- [STATED GOAL]
Reproduce the material word for word, starting with its first line and going on through the line with "[160,159,221,205]", both included. Leave out the pictures.

— BEGIN DATA LISTING —

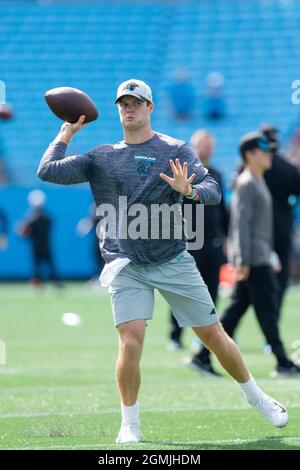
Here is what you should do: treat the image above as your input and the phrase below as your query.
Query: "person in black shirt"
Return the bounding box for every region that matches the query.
[261,125,300,321]
[169,129,229,368]
[19,190,61,287]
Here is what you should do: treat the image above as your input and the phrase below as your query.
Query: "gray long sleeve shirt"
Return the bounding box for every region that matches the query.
[38,133,221,264]
[228,169,273,266]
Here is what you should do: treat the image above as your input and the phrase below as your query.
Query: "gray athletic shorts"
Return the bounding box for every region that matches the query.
[109,251,219,327]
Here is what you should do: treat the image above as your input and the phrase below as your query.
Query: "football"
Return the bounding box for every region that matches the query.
[45,87,99,124]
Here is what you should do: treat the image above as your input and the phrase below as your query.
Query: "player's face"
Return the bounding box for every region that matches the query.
[118,96,153,130]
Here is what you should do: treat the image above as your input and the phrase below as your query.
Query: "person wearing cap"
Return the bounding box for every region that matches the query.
[261,124,300,321]
[197,132,300,376]
[38,79,288,444]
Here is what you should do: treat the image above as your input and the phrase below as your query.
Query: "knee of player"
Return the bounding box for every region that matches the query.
[120,336,143,357]
[201,323,227,349]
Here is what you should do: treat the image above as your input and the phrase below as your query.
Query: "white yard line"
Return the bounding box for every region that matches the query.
[0,404,300,419]
[3,437,300,450]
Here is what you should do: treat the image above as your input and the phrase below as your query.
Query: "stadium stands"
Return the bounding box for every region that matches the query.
[0,0,300,185]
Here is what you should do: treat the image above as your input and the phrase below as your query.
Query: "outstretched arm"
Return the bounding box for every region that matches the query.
[37,116,92,184]
[160,159,221,205]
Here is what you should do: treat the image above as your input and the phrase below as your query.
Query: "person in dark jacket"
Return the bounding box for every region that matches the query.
[194,132,300,376]
[0,209,8,251]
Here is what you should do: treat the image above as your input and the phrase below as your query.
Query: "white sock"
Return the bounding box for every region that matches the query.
[239,375,263,405]
[121,401,140,424]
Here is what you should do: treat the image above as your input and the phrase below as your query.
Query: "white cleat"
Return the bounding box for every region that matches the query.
[252,393,289,428]
[116,424,142,444]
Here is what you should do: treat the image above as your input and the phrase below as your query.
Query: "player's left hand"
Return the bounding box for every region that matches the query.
[159,158,196,196]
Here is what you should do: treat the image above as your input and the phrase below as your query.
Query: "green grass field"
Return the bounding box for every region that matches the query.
[0,284,300,450]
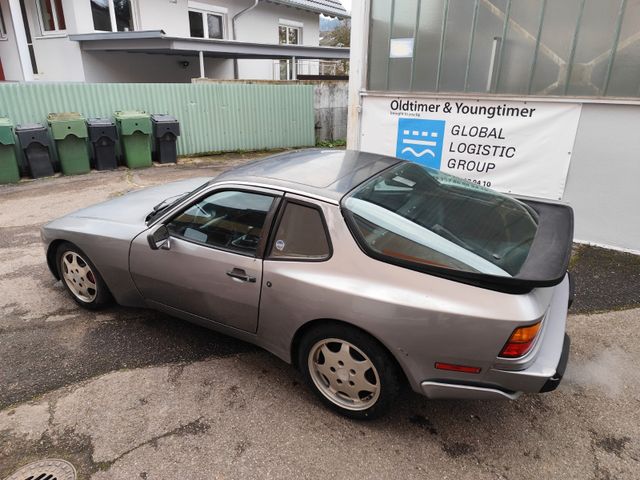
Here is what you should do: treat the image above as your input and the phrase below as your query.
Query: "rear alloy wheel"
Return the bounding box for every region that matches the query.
[298,324,399,419]
[56,243,111,310]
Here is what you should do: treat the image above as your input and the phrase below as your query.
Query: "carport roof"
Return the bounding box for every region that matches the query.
[69,30,349,60]
[267,0,349,18]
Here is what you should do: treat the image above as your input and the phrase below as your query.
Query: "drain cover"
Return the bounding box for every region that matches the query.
[5,458,76,480]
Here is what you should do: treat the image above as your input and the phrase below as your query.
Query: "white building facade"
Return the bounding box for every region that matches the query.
[0,0,348,82]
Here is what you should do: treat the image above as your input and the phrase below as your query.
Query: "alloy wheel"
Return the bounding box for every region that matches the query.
[60,250,98,303]
[308,338,380,411]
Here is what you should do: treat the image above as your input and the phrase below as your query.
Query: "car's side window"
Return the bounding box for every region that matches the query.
[270,202,331,260]
[167,190,274,254]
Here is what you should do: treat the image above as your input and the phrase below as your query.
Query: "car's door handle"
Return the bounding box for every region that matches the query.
[227,268,256,283]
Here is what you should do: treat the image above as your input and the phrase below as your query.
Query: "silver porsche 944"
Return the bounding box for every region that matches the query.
[42,150,573,418]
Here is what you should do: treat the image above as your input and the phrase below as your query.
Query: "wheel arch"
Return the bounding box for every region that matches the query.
[289,318,409,385]
[47,238,65,280]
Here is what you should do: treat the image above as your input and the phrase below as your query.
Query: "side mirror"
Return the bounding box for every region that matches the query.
[147,225,171,250]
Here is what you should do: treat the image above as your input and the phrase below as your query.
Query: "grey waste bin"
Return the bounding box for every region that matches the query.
[15,123,53,178]
[87,118,118,170]
[151,114,180,163]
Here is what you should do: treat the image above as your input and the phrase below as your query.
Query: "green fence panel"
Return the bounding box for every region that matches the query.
[0,83,315,155]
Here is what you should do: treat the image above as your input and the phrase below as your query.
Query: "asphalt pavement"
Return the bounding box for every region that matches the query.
[0,154,640,480]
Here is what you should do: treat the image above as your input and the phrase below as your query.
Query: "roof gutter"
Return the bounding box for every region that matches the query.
[231,0,260,80]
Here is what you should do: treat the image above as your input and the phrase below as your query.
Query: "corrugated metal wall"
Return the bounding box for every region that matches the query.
[0,83,315,155]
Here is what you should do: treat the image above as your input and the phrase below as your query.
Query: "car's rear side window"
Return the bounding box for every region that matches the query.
[343,163,537,277]
[167,190,273,255]
[270,202,331,260]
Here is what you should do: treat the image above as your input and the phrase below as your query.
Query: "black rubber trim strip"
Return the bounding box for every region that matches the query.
[540,333,571,393]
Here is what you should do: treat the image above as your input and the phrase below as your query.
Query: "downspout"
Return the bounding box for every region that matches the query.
[231,0,260,80]
[8,0,34,82]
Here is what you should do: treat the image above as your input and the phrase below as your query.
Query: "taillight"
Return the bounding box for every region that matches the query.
[500,322,540,358]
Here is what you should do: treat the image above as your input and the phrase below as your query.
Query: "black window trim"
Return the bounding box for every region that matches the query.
[158,185,283,259]
[264,193,333,263]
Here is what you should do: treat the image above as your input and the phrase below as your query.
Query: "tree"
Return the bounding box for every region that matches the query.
[320,18,351,75]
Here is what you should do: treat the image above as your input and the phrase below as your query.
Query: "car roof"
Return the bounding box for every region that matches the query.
[212,149,402,202]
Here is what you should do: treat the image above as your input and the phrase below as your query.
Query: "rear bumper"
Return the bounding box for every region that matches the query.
[420,278,571,400]
[421,333,571,400]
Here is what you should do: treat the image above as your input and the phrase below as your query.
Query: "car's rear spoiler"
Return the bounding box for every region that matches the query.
[512,199,573,287]
[343,198,573,294]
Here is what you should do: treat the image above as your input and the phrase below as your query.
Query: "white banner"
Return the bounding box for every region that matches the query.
[360,96,582,200]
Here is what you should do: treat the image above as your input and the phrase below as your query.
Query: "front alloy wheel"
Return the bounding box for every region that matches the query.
[308,338,380,411]
[60,250,98,303]
[298,323,401,419]
[56,243,111,310]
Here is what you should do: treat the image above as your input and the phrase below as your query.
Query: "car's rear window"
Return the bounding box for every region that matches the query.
[343,163,537,277]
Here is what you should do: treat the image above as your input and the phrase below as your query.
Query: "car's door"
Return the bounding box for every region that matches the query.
[130,187,281,332]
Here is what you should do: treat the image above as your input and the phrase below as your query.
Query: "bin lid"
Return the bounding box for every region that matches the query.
[16,123,47,132]
[113,110,149,120]
[0,117,16,145]
[87,118,115,127]
[151,113,178,123]
[47,112,84,123]
[47,112,87,140]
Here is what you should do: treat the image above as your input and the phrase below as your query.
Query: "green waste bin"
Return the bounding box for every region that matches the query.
[47,112,91,175]
[0,117,20,183]
[114,111,151,168]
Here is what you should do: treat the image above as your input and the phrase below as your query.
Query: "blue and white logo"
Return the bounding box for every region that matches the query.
[396,118,445,170]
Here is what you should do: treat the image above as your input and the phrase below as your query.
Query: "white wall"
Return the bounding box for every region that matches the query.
[563,104,640,253]
[179,0,320,80]
[0,0,24,81]
[136,0,189,37]
[25,0,86,82]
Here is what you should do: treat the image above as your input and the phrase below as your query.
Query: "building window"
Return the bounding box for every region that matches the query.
[189,10,224,39]
[278,25,302,80]
[368,0,640,98]
[36,0,67,34]
[278,25,302,45]
[91,0,135,32]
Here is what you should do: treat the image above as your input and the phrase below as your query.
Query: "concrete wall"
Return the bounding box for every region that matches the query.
[0,0,24,81]
[313,80,349,141]
[563,104,640,253]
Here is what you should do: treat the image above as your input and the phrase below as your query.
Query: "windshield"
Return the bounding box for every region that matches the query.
[343,163,537,277]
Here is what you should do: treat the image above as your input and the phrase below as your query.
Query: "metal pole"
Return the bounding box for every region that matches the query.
[409,0,422,90]
[527,0,547,95]
[9,0,34,82]
[602,0,627,96]
[384,0,396,90]
[491,0,511,92]
[436,0,449,92]
[109,0,118,32]
[564,0,586,95]
[464,0,480,92]
[486,37,502,92]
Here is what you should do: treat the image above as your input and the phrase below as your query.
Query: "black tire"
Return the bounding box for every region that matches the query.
[56,242,113,310]
[297,323,402,420]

— END DATA LISTING —

- [FINISHED EXERCISE]
Here is what you should do: treat the image above as your input and the phrase below as your query.
Query: "person in black shirt"
Return the bounding box for every region that matches the query.
[261,125,300,321]
[169,129,229,368]
[19,190,61,287]
Here is what you should do: treat the image above as your input and the phrase below as your query.
Query: "gray long sleeve shirt"
Return the bounding box for every region that matches the query.
[38,133,221,264]
[228,169,273,266]
Here is what you should do: treat the image above as your input and the phrase below as your query.
Query: "gray athletic shorts"
Return the bounding box for every region that matches the query.
[109,251,219,327]
Here is what you should do: treat the image above as your input and the phrase below as your query.
Query: "football"
Return the bounding box for every region that matches the query.
[45,87,99,124]
Here is what you should do: treat the image above as your input and the phrase below as your query.
Query: "player's face"
Return the bounding box for every region that matches the query.
[118,96,153,130]
Here is what you should do: treat the image above as your input and the phrase below as your query.
Query: "person wearing cap"
Return the bounding box for every region that matches the query.
[261,124,300,321]
[197,132,300,376]
[38,79,288,444]
Here is what you should do: treat the image above as your input and the phrase below as your query.
Query: "knee of player"
Return the bounding box for every region that matches the query.
[120,336,143,357]
[201,323,227,349]
Here is what you should do: treat the image above as your input and the phrase below as your query.
Query: "white yard line"
Return the bounding box for every region that matches the query.
[0,404,300,419]
[3,437,300,450]
Here is what you should do: treat the image above as your input and the phrase below as your query.
Query: "stadium stands"
Return the bounding box for every region that matches the query.
[0,0,300,185]
Here is what you should do: treat the image above as your input and the phrase below as your query.
Query: "outstretched arm"
Return the bounding box for every region that matches the query.
[37,116,92,184]
[160,159,221,205]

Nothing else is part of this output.